## Required work
Retype the part of the article on the Cuban artists' protest that begins at "About 200 Cuban" and stops after "rights in Cuba.", with no change to its wording.

[Document segment Boundary: Start]

Cuba sees unusual display of dissent over freedom of expression

WION Web Team
Havana, Cuba Published: Nov 28, 2020, 10:38 AM(IST)

Rare protest in Cuba Photograph:( AFP )

Story highlights

The demonstration followed the expulsion by authorities on Thursday night of protesting members of an artists' collective from their premises in the historic center of Havana.

About 200 Cuban artists demonstrated outside the country's culture ministry on Friday in a rare show of dissent over freedom of expression.

The demonstration followed the expulsion by authorities on Thursday night of protesting members of an artists' collective from their premises in the historic center of Havana.

Protesters demanded a dialogue over limits on freedom of expression and what they call state repression after the authorities cracked down on the San Isidro Movement of dissident artists and activists.

The Dutch and Czech governments and Amnesty International, as well as other rights groups, voiced concern on Friday about human rights in Cuba.

The movement has been protesting the imprisonment of a rapper on charges of contempt, casting a spotlight on the one-party state's treatment of human rights. Eight members and allies went on hunger strike 10 days ago.

Authorities broke up the strike on Thursday, evicting everyone from the movement`s headquarters, citing a violation of COVID-19 health protocols. The dissidents said this was a pretext to end their protest.

Fourteen dissidents, including five still on hunger strike, were briefly detained. They said their phones had been seized and reset, deleting images of the move against them.

The San Isidro Movement, named after the rundown neighborhood in Old Havana where the group has its headquarters, was founded in 2018 to oppose a decree they said increased censorship on the cultural sector.

[Document segment Boundary: End]
[Recorded information Boundary: Start]

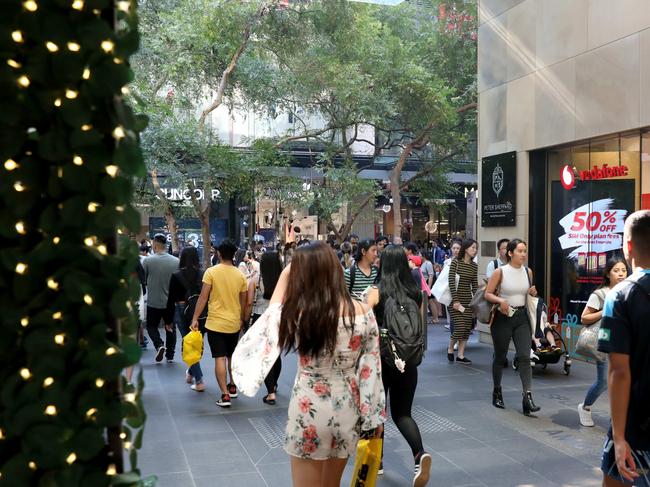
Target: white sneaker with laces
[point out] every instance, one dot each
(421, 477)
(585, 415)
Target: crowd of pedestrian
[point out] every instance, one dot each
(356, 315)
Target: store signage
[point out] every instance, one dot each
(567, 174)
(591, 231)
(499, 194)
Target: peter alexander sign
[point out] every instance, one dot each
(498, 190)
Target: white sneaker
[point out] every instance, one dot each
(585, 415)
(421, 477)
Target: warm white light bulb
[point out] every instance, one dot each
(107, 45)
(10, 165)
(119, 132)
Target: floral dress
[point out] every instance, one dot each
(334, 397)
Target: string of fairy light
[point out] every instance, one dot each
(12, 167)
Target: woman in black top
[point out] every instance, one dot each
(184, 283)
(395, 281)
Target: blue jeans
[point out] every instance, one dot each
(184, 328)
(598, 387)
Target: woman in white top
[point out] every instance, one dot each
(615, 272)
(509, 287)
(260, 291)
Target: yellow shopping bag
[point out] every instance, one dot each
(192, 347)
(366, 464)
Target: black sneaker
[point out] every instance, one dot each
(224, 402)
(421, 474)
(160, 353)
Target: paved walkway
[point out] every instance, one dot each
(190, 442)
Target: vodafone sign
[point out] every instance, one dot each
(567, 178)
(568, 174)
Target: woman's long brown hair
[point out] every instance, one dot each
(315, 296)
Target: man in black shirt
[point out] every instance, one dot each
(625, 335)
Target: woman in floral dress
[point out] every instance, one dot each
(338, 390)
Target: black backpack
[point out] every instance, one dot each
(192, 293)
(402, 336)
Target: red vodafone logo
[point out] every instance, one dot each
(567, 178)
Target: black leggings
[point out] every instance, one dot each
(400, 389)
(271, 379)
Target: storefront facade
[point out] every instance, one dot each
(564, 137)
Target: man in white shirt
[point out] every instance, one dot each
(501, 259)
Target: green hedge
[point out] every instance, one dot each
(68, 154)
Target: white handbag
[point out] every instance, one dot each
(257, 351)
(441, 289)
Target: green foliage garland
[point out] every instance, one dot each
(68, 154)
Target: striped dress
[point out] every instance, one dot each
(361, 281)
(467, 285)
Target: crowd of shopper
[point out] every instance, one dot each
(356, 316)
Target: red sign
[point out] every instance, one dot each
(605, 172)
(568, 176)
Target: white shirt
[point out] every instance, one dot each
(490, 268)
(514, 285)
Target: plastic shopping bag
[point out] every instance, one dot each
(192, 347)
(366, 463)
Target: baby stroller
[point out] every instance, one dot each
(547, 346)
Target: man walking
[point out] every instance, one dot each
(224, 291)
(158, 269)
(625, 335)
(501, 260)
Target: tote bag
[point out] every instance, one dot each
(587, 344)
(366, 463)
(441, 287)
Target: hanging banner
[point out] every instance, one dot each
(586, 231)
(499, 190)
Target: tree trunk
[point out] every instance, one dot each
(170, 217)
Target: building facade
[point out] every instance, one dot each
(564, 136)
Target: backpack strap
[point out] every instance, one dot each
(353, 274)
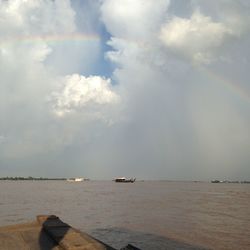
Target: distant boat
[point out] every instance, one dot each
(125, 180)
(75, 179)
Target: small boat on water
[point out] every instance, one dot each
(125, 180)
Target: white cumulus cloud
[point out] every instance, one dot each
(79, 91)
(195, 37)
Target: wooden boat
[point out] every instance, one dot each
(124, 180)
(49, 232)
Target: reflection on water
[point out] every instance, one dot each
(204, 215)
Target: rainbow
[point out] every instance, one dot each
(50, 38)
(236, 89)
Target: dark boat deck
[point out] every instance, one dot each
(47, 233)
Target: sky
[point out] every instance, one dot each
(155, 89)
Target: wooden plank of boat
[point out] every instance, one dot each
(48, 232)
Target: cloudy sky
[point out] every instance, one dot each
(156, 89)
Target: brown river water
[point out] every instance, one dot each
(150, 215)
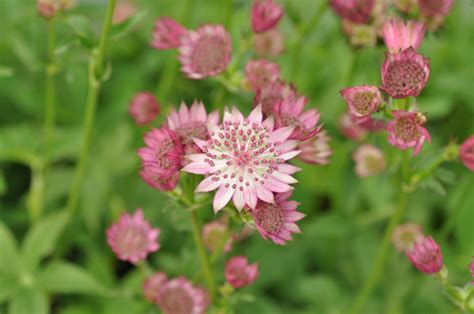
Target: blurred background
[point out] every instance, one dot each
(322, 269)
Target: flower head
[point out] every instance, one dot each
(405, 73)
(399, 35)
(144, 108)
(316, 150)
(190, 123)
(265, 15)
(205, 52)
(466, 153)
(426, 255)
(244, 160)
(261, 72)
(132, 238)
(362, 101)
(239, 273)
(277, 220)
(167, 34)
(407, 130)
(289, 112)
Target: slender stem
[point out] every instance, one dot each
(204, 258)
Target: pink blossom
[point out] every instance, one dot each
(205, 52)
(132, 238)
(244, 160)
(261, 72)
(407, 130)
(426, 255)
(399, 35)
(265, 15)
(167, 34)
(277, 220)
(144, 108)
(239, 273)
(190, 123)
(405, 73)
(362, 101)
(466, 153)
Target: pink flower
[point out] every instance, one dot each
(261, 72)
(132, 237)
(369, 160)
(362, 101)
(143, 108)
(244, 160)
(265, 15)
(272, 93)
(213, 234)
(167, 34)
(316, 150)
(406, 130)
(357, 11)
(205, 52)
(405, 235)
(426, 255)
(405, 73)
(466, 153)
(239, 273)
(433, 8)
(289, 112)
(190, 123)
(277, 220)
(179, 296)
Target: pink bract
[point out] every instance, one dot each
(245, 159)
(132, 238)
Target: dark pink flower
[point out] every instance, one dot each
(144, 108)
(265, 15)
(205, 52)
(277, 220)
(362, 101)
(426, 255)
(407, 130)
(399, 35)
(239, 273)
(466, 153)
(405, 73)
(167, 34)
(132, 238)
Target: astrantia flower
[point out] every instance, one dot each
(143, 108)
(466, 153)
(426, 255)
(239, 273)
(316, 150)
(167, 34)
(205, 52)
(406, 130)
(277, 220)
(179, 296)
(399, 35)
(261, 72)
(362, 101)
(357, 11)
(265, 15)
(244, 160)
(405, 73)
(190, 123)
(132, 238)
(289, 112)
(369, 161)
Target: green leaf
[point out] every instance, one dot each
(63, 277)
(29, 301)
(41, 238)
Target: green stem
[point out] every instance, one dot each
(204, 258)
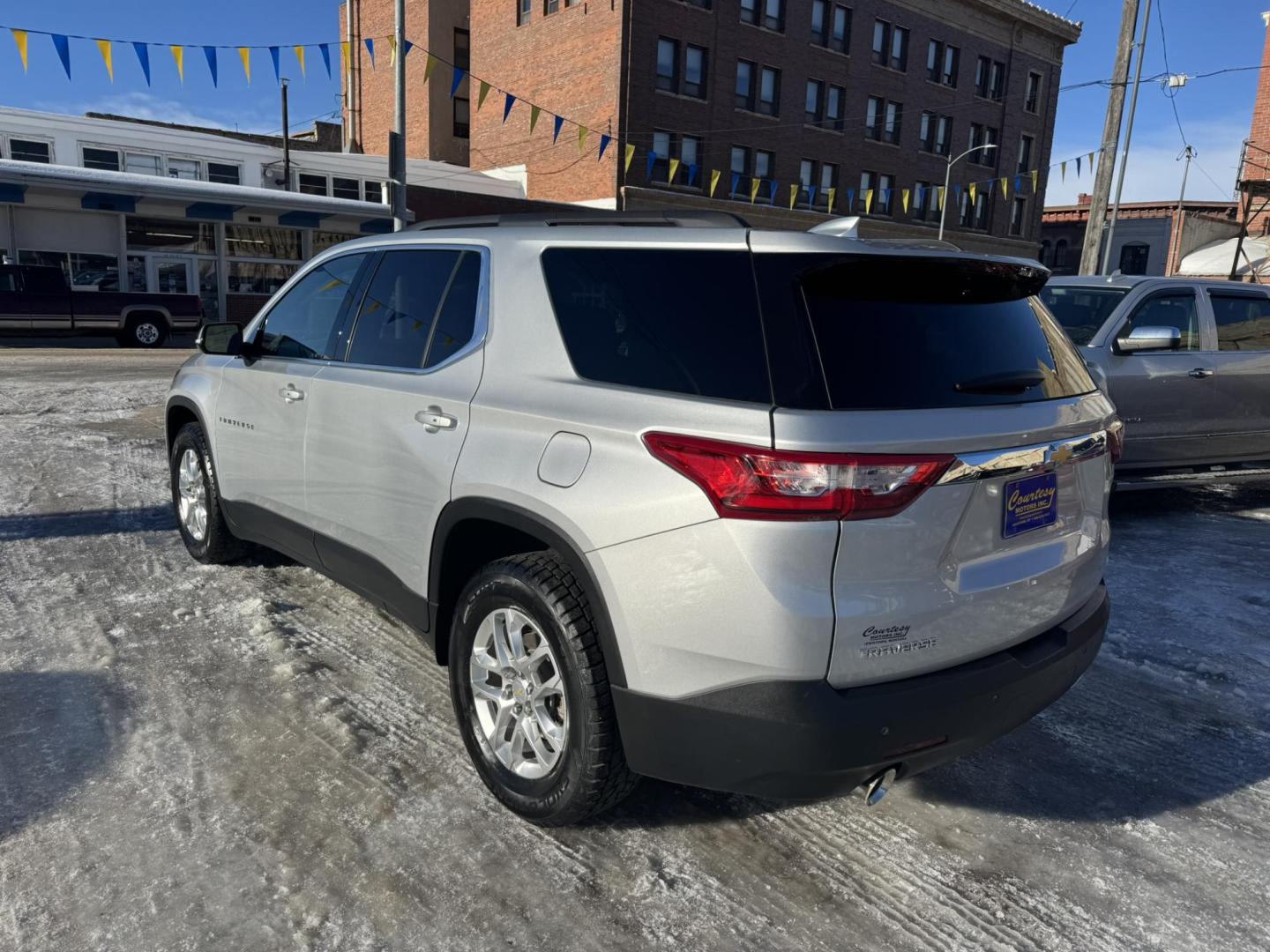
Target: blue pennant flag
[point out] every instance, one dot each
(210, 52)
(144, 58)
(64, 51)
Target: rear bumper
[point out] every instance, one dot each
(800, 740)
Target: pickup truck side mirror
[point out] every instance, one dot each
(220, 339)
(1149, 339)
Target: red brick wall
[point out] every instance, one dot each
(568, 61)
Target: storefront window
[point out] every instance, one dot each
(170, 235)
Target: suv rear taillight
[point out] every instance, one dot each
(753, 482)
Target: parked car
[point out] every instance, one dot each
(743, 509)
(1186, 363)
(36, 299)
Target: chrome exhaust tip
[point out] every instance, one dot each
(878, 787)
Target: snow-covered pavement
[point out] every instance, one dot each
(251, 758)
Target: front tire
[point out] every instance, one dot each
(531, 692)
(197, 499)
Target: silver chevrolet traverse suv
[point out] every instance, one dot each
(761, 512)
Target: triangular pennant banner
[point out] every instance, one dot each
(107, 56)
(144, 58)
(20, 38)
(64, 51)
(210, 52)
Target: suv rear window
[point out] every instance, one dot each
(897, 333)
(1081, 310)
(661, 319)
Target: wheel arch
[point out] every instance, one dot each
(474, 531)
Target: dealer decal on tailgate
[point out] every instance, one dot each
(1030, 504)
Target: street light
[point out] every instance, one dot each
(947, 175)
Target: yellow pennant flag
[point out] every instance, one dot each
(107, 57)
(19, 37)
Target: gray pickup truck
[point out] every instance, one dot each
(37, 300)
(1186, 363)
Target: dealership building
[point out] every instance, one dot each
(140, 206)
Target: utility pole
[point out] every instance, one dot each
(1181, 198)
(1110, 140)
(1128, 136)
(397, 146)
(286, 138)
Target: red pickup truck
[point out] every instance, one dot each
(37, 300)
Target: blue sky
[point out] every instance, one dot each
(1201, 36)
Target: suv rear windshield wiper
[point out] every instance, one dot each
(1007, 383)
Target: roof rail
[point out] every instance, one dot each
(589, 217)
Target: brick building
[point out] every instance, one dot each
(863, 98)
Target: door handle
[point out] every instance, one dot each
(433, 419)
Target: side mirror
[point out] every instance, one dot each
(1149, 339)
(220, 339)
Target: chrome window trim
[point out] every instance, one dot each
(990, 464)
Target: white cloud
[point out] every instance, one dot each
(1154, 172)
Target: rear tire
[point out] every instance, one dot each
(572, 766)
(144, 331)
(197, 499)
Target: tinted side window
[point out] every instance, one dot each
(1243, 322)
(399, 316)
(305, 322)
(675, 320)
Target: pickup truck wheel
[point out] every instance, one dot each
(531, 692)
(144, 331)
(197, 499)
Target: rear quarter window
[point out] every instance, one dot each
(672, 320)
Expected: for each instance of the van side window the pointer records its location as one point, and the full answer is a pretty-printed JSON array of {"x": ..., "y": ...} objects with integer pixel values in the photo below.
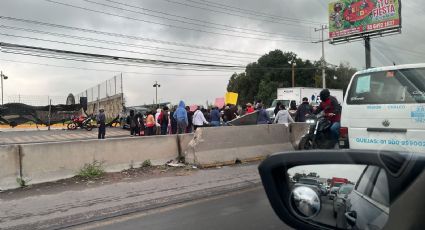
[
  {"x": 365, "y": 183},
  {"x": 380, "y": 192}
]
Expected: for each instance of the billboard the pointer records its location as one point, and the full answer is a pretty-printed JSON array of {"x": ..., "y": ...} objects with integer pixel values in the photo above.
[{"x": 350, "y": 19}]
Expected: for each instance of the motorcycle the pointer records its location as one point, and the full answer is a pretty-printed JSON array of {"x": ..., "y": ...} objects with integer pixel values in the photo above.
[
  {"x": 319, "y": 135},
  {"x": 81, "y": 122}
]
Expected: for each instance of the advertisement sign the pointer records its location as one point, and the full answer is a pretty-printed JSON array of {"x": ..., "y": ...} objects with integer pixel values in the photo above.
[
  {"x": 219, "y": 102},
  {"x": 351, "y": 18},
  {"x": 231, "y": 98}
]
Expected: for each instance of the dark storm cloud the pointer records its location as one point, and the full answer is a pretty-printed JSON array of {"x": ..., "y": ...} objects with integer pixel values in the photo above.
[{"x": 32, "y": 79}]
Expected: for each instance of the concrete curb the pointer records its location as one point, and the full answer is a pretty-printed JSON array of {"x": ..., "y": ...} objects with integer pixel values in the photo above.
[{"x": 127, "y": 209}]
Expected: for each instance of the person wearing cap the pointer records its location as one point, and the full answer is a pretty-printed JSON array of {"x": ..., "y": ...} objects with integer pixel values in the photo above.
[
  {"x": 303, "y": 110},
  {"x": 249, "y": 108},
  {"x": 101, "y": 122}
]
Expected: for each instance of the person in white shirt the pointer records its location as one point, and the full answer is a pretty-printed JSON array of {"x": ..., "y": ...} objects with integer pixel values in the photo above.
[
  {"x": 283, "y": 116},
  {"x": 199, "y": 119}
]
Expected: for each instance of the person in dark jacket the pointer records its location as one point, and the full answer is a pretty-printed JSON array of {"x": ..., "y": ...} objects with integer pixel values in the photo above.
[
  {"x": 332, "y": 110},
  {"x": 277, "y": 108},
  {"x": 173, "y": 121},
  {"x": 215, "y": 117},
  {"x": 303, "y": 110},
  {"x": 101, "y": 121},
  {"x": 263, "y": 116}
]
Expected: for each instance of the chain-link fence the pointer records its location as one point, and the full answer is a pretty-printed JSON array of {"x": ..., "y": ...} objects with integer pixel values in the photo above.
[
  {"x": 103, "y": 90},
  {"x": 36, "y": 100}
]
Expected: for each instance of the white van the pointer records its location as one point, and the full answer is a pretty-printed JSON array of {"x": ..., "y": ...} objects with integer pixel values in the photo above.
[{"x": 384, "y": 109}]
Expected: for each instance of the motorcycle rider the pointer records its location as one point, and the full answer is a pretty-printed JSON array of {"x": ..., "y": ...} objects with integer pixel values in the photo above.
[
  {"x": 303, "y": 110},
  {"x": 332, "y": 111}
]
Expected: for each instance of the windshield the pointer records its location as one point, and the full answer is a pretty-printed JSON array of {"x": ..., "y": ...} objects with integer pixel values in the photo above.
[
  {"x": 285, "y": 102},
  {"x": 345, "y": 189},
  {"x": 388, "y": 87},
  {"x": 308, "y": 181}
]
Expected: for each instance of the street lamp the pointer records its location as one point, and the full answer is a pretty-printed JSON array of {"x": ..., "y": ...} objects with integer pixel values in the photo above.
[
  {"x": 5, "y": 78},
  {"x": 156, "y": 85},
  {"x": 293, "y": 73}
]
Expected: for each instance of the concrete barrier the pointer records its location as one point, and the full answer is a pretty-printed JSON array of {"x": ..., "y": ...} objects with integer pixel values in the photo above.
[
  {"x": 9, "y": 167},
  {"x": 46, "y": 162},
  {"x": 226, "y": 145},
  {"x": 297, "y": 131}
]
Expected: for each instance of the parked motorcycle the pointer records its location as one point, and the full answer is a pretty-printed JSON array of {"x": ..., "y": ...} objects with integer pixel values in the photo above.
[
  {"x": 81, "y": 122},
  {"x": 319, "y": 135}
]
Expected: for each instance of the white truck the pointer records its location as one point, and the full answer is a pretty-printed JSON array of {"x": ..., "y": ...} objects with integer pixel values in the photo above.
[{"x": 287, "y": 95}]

[Recorded information Boundary: End]

## Task output
About 200 Cuban artists demonstrated outside the country's culture ministry on Friday in a rare show of dissent over freedom of expression.

The demonstration followed the expulsion by authorities on Thursday night of protesting members of an artists' collective from their premises in the historic center of Havana.

Protesters demanded a dialogue over limits on freedom of expression and what they call state repression after the authorities cracked down on the San Isidro Movement of dissident artists and activists.

The Dutch and Czech governments and Amnesty International, as well as other rights groups, voiced concern on Friday about human rights in Cuba.